» **Source material**
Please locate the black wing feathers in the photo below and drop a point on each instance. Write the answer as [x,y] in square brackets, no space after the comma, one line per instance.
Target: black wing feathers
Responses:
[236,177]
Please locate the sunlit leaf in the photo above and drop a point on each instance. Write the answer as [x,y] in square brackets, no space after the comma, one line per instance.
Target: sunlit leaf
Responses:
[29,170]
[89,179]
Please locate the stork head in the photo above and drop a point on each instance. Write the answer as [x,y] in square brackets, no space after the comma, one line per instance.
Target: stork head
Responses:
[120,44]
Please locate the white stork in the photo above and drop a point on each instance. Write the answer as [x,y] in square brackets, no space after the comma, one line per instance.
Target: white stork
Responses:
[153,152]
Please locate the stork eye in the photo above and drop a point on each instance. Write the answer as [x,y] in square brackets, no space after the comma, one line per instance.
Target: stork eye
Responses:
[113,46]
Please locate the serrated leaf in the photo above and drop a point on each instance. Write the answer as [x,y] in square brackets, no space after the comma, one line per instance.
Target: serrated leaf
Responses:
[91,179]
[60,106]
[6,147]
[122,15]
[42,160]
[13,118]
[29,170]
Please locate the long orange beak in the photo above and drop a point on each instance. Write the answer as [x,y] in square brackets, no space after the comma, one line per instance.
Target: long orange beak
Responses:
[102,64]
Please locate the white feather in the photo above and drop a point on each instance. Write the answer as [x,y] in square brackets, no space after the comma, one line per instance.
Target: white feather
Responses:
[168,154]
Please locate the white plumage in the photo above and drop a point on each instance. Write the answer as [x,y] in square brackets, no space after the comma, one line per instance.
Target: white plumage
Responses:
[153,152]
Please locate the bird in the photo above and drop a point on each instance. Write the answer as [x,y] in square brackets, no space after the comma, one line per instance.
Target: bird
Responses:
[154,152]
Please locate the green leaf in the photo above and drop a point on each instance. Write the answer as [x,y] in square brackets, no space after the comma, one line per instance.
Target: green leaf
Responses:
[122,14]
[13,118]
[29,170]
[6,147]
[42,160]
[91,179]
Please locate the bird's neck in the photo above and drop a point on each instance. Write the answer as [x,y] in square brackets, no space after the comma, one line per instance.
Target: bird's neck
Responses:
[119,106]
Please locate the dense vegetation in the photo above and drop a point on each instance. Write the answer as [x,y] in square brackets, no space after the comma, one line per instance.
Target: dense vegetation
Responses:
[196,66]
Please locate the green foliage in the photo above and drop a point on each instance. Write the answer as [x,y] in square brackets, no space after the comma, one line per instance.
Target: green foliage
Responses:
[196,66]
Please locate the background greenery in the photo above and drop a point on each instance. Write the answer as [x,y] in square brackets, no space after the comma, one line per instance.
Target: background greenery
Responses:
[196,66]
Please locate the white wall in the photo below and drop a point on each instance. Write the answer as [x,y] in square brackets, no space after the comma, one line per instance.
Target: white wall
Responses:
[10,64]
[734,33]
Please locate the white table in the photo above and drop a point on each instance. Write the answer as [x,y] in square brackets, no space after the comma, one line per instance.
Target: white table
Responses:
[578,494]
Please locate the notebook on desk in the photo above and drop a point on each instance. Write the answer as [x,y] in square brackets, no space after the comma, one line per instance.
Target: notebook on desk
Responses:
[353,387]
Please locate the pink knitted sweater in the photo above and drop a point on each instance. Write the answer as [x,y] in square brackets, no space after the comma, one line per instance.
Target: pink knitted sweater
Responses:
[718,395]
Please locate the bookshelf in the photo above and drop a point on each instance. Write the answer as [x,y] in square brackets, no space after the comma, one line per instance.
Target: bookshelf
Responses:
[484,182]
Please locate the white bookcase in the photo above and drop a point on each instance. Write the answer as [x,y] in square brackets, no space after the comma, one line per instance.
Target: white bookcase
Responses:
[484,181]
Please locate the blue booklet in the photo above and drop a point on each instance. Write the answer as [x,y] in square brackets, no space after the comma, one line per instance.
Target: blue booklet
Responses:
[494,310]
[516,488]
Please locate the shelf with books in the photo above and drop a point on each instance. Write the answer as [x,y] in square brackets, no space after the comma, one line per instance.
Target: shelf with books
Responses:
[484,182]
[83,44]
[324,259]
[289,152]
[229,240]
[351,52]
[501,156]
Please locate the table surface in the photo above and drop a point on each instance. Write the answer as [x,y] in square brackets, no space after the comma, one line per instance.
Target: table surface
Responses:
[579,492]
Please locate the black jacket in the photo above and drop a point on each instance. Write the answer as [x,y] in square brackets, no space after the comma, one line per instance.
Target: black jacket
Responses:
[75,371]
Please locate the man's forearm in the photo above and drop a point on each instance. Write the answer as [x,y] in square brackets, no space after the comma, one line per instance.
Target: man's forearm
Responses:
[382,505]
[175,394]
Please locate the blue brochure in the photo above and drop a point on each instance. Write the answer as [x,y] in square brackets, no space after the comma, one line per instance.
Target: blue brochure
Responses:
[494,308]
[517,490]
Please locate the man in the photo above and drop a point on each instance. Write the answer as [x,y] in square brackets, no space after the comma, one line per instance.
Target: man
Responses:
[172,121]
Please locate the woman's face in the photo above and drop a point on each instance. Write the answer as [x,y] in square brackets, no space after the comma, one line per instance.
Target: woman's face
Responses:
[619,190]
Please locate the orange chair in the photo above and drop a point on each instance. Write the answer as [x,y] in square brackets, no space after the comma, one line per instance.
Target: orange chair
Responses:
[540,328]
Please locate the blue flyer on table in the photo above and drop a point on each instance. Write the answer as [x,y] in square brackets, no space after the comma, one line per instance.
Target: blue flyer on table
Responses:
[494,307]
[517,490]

» **Problem to solve**
The response should be an exact repeat of the data above.

» **Task solution**
Please locate the black wing feathers in the photo below and drop a point on each instance. Write the answer as [x,y] in square brackets, no space after the comma, one line per instance.
Target: black wing feathers
Responses:
[236,177]
Please locate the sunlit leaf in the photo above and drop a point on each instance. Write the answer as [x,y] in square brackets, no space after the comma, one line per instance.
Target: sunlit leaf
Responses:
[29,170]
[89,179]
Please locate the stork head in the photo above and drop a point on each instance. Write the answer as [x,y] in square brackets, no space after the comma, one line per instance.
Target: stork head
Responses:
[120,44]
Please locate the white stork in the photo above and drop a point on each instance. Write the answer as [x,y] in square brackets, no space after the comma, one line per instance.
Target: white stork
Responses:
[153,152]
Please locate the stork eye in the photo above and drop a point on each instance. Write the answer as [x,y] in square brackets, no space after the comma, one line per instance.
Target: stork eye
Responses:
[113,46]
Please locate the serrated leaf in the photo above and drop a point on each instance. Write the answer as [x,y] in square brackets, no space after the comma, one line per instance.
Target: serrated leaf
Responses:
[91,179]
[60,106]
[6,147]
[122,15]
[42,160]
[13,118]
[29,170]
Please locate the long orange beak in the photo above and drop a point on each instance. Write the answer as [x,y] in square brackets, no space after the comma, one line per instance.
Target: long orange beak
Responses:
[102,64]
Please locate the white feather in the photo above and drop a point on each instance. Write the answer as [x,y] in square brackets, no space after the comma, one line per instance.
Target: white feather
Responses:
[168,154]
Please locate the white plumage in the photo above and drop a point on each instance. Write the answer as [x,y] in square brackets, no space after the comma, one line per instance.
Target: white plumage
Responses:
[153,152]
Please locate the bird in the photo above and drop a point on each instance. Write the answer as [x,y] in square brackets, no space after the comma, one line per instance.
Target: bird
Responses:
[154,152]
Please locate the green leaf in the photo above and drop a point on each instance. Write the answer as [x,y] in square brackets, no space after the comma, one line per instance.
Target: green leaf
Responses:
[122,14]
[13,118]
[29,170]
[6,147]
[42,160]
[91,179]
Please locate the bird's neck in the photo above and drop a point on each instance. Write the answer as [x,y] in square brackets, no space after the comma, one line per instance.
Target: bird's neck
Responses:
[119,106]
Please locate the dense vegetation in the photo above and drop a point on each instance. Write the answer as [x,y] in square brackets, no space after the comma, one line per instance.
Target: dense vegetation
Responses:
[196,66]
Please locate the green foliage in the photo above and drop a point on each instance. Write the answer as [x,y] in square brackets, no space after the comma, one line per instance.
Target: green foliage
Responses:
[196,66]
Please locate the background greenery in the photo above and drop a point on each instance. Write the answer as [x,y] in square brackets, no space after the comma, one line per instance.
Target: background greenery
Responses:
[196,66]
Please locate the white wall in the photo below and drop a point on each instance. Write the answer as [x,y] in square brackets, no space after the comma, one line per instance.
Target: white wall
Responses:
[10,64]
[734,33]
Please locate the white table in the photo above and drop a point on each instance. Write the answer as [x,y] in square brackets, no space after the comma, one line per instance.
Target: white table
Responses:
[578,494]
Please locate the notebook on desk in the photo above and drop a point on each instance. Write the answer as [x,y] in square brackets, no space after the comma, one line per instance.
Target: notebook on desk
Responses:
[353,387]
Please locate the pink knitted sweater in the photo above and drop a point on each instance. Write the answer as [x,y] in square brackets, no space after the comma, one line per instance.
Target: pink knitted sweater
Responses:
[718,395]
Please locate the bookshelf in the photo above and drop a point on each instance. Write the answer as [x,y] in square brackets, no space after the comma, one line per instance.
Target: bookshelf
Responses:
[484,182]
Please locate the white bookcase in the photo above and drop a point on each instance. Write the answer as [x,y] in square brackets, no space after the comma, one line per instance.
Target: white bookcase
Responses:
[484,181]
Please locate the blue booklet in the photo above and drop a point on each instance. Write the answer as [x,y] in square brackets, no space after the comma, one line per instance.
Target: blue booklet
Responses:
[494,310]
[516,488]
Please locate the shelf with books in the photo above and drop a point on each instance. Write the answer as [x,y] in square brackets, no space after the comma, one line per instance.
Target: shelf with books
Responses:
[484,182]
[83,44]
[324,259]
[289,152]
[229,240]
[351,52]
[501,156]
Please locate the table surface in the photo above and drop a point on each instance. Write the answer as [x,y] in square brackets, no space after the comma, one line per instance.
Target: table surface
Responses:
[579,492]
Please locate the black jacket in the photo above and drop a point on each instance. Write the answer as [x,y] in square brackets, no space after the comma, one line per instance.
Target: black jacket
Responses:
[75,371]
Please locate the man's forearm in the photo above and drop a point on each instance. Write the answer as [x,y] in square brackets, no space after the comma, one line per instance.
Target: man's forearm
Responses:
[382,505]
[175,394]
Please locate the blue brochure in the photo above and drop a point on each instance. Write the answer as [x,y] in square brackets, no space after the comma, one line per instance.
Target: blue brochure
Responses:
[494,308]
[517,490]
Please locate the man in the photo above and drop a point on each instance. Write the answer as [x,y] in square brackets, no space after the comma, one line per instance.
Target: man
Responses:
[172,121]
Please locate the woman's face in the photo above and drop a point on each instance. Write the answer as [x,y] in square brackets, no space after the comma, one line per instance.
Target: woman's face
Responses:
[619,190]
Please locate the orange chair in the photo above and drop a point on each instance. Write the answer as [x,y] in square brackets, no space after the comma, one line per instance.
Target: orange chair
Responses:
[540,328]
Please locate the blue flyer on table in the photo above and drop a point on each instance. Write the answer as [x,y] in square brackets, no space after the comma, one line per instance.
Target: blue flyer on table
Responses:
[494,307]
[517,490]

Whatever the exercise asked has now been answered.